• Task objective
Each line of the listing below that includes "positive" should be reported.

• Given data
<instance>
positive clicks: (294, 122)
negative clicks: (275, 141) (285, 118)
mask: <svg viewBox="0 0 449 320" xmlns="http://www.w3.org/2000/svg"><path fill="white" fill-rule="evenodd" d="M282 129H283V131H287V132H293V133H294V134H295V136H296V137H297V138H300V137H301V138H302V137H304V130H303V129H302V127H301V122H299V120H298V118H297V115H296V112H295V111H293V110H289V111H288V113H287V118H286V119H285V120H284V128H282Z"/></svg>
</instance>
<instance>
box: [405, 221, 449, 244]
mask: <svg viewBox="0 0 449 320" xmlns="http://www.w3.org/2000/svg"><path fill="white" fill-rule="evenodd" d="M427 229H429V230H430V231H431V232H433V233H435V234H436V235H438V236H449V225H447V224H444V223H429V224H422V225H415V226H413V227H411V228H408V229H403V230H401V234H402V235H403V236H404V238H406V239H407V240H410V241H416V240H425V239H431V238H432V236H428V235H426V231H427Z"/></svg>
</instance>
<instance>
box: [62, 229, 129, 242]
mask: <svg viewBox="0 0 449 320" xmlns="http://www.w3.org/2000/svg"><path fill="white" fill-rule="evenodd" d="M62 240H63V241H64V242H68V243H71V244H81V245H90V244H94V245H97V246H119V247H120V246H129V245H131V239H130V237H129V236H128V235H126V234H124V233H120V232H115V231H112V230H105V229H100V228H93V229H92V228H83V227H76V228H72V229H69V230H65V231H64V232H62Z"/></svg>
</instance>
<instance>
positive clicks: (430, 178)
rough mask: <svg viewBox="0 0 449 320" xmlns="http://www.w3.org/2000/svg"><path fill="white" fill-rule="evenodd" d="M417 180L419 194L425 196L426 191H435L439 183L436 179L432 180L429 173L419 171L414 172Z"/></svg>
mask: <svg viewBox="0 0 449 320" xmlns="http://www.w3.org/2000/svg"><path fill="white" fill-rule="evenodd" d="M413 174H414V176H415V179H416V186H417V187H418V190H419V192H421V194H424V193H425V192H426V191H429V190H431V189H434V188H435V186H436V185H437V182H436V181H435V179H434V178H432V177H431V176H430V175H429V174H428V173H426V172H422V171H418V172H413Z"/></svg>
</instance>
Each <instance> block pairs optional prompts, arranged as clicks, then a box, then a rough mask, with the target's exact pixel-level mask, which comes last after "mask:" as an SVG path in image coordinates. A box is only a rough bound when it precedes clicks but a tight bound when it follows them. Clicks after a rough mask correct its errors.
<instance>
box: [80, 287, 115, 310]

• Completed exercise
positive clicks: (294, 122)
positive clicks: (430, 178)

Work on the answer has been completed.